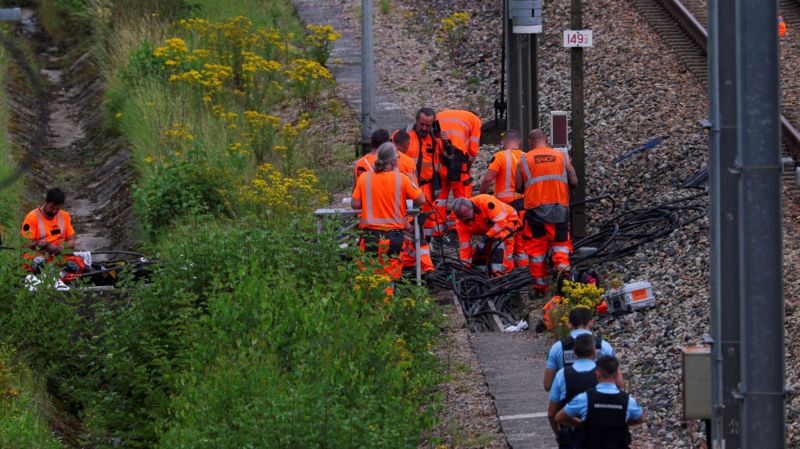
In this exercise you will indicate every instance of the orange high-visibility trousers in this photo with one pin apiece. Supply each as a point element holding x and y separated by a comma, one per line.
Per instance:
<point>521,258</point>
<point>387,257</point>
<point>430,225</point>
<point>500,256</point>
<point>544,237</point>
<point>460,189</point>
<point>408,253</point>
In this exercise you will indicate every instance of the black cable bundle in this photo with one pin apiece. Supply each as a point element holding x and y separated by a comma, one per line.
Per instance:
<point>620,235</point>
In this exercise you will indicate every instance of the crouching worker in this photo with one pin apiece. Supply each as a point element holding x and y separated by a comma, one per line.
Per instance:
<point>603,412</point>
<point>381,196</point>
<point>485,215</point>
<point>49,232</point>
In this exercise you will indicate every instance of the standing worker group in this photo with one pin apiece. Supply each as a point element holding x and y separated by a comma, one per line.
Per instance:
<point>545,177</point>
<point>461,135</point>
<point>425,149</point>
<point>381,195</point>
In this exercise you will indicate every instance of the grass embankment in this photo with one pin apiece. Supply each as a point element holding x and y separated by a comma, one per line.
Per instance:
<point>256,332</point>
<point>24,406</point>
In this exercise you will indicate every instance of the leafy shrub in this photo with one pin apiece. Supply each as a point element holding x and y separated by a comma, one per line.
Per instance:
<point>178,188</point>
<point>290,355</point>
<point>23,407</point>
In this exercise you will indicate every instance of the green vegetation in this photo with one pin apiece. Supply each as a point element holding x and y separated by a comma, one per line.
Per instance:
<point>23,423</point>
<point>9,194</point>
<point>24,406</point>
<point>256,331</point>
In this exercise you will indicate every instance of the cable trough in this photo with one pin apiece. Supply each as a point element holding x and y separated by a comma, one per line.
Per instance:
<point>491,303</point>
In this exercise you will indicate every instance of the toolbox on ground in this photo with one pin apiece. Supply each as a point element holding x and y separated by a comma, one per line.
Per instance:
<point>630,297</point>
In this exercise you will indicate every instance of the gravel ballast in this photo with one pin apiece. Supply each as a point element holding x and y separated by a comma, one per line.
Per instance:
<point>636,89</point>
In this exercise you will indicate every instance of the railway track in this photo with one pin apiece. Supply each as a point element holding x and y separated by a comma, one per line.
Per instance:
<point>688,37</point>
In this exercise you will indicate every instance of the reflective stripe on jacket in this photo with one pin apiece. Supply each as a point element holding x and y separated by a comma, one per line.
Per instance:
<point>506,163</point>
<point>383,197</point>
<point>544,173</point>
<point>492,218</point>
<point>463,129</point>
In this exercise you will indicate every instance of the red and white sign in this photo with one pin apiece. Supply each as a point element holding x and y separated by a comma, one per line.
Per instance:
<point>577,38</point>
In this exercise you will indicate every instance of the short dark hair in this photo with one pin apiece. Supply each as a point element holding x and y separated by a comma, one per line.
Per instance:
<point>379,137</point>
<point>401,138</point>
<point>425,111</point>
<point>584,346</point>
<point>537,135</point>
<point>55,196</point>
<point>607,365</point>
<point>512,134</point>
<point>580,317</point>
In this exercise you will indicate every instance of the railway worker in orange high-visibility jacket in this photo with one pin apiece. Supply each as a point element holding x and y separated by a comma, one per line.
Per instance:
<point>461,135</point>
<point>545,176</point>
<point>408,167</point>
<point>381,195</point>
<point>502,173</point>
<point>425,150</point>
<point>781,26</point>
<point>367,162</point>
<point>485,215</point>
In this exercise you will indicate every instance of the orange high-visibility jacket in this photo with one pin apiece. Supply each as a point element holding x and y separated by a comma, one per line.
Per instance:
<point>383,199</point>
<point>430,148</point>
<point>408,167</point>
<point>463,128</point>
<point>38,228</point>
<point>493,218</point>
<point>544,172</point>
<point>505,163</point>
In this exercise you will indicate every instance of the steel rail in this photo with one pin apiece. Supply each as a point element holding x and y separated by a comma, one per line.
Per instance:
<point>696,32</point>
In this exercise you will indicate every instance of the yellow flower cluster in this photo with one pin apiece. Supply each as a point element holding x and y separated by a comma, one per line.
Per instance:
<point>574,295</point>
<point>271,190</point>
<point>371,281</point>
<point>211,77</point>
<point>254,63</point>
<point>586,295</point>
<point>173,52</point>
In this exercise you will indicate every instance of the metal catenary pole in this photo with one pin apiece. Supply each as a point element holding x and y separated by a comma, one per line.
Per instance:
<point>578,152</point>
<point>367,75</point>
<point>724,225</point>
<point>523,97</point>
<point>760,232</point>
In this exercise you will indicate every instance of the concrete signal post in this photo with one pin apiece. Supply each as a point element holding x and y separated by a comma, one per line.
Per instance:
<point>524,20</point>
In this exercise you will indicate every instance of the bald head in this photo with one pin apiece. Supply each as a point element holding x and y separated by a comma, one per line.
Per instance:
<point>463,209</point>
<point>512,140</point>
<point>386,158</point>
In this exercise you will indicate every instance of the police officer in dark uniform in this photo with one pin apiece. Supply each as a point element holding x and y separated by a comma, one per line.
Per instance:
<point>603,412</point>
<point>561,354</point>
<point>570,381</point>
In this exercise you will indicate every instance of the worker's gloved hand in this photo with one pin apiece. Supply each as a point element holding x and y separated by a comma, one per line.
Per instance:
<point>71,267</point>
<point>38,263</point>
<point>52,249</point>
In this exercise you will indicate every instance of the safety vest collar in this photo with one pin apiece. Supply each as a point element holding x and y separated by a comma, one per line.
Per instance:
<point>43,231</point>
<point>367,217</point>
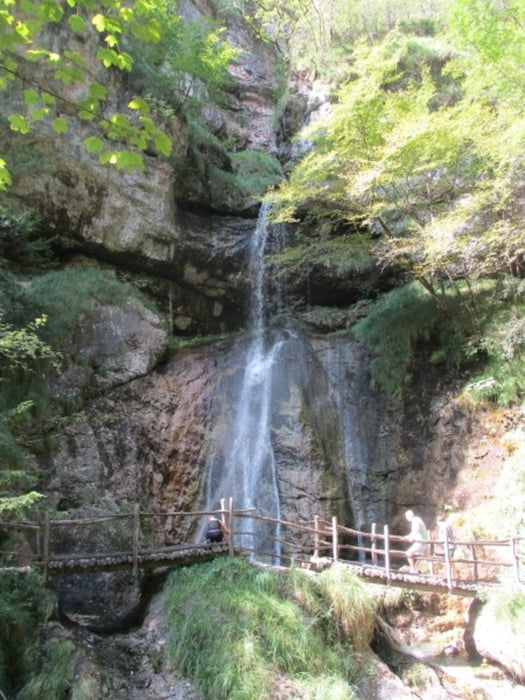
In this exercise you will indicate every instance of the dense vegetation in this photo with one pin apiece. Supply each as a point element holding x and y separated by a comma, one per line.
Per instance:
<point>243,632</point>
<point>419,164</point>
<point>417,168</point>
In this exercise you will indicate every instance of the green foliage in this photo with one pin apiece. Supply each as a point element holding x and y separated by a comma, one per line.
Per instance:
<point>68,295</point>
<point>189,64</point>
<point>23,49</point>
<point>235,630</point>
<point>503,612</point>
<point>397,323</point>
<point>256,171</point>
<point>54,680</point>
<point>19,240</point>
<point>493,33</point>
<point>24,606</point>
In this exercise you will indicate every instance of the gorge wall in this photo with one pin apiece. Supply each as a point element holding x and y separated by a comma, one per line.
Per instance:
<point>151,416</point>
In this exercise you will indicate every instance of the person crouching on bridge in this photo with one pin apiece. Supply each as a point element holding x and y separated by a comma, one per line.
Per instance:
<point>418,535</point>
<point>216,530</point>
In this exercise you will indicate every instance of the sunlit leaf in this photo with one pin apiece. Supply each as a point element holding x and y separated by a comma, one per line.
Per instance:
<point>140,105</point>
<point>19,123</point>
<point>31,97</point>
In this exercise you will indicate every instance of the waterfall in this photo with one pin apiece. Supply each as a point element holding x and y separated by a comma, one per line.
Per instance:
<point>248,473</point>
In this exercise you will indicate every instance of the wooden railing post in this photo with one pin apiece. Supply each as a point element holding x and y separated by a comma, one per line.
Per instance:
<point>475,562</point>
<point>515,558</point>
<point>136,537</point>
<point>45,554</point>
<point>448,567</point>
<point>387,553</point>
<point>335,539</point>
<point>231,548</point>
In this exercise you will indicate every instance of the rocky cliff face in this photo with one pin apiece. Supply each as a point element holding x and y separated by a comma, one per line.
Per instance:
<point>152,419</point>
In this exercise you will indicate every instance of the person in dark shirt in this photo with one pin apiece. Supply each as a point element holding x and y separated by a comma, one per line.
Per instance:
<point>216,530</point>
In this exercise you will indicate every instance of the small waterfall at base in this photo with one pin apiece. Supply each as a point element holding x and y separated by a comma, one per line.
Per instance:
<point>249,470</point>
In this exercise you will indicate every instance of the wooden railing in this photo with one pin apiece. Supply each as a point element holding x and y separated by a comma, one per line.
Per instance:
<point>135,540</point>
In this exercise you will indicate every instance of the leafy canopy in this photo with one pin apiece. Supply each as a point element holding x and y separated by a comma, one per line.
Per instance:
<point>51,81</point>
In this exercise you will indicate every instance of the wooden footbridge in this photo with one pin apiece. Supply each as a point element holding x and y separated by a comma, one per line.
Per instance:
<point>135,541</point>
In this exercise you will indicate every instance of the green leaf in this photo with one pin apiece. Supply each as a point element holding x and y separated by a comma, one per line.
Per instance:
<point>36,54</point>
<point>31,97</point>
<point>140,105</point>
<point>60,125</point>
<point>19,123</point>
<point>38,113</point>
<point>99,22</point>
<point>5,177</point>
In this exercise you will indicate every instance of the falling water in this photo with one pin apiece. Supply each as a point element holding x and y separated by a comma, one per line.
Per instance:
<point>249,470</point>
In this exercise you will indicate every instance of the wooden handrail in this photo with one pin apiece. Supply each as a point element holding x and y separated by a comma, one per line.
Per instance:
<point>313,539</point>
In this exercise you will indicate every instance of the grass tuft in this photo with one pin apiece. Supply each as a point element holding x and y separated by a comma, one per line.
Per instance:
<point>237,631</point>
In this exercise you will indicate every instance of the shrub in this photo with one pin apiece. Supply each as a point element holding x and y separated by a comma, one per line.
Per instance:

----------------

▸ **Task statement**: Change "pin" to "marker" in the lines from the start through the line with "<point>49,232</point>", leaving everything else as is. Give back only those lines, without the pictures.

▸ **In response**:
In this exercise you will indicate every instance of the orange high-visibility trousers in this photo with one marker apiece. Supply each as a point element holding x and y separated by a comma, one per line.
Per instance:
<point>521,258</point>
<point>387,257</point>
<point>430,225</point>
<point>500,256</point>
<point>544,237</point>
<point>460,189</point>
<point>408,253</point>
In this exercise you will indicate every instance of the black cable bundle in this photo with one marker apiece. Supply each as a point element holding x and y separated by a comma, one per line.
Per instance:
<point>620,235</point>
In this exercise you will indicate every instance of the crouching worker in this photo with one marker apiece. Supply each as a point element holding x and y separated by a comma, one per line.
Per instance:
<point>603,412</point>
<point>381,196</point>
<point>485,215</point>
<point>49,232</point>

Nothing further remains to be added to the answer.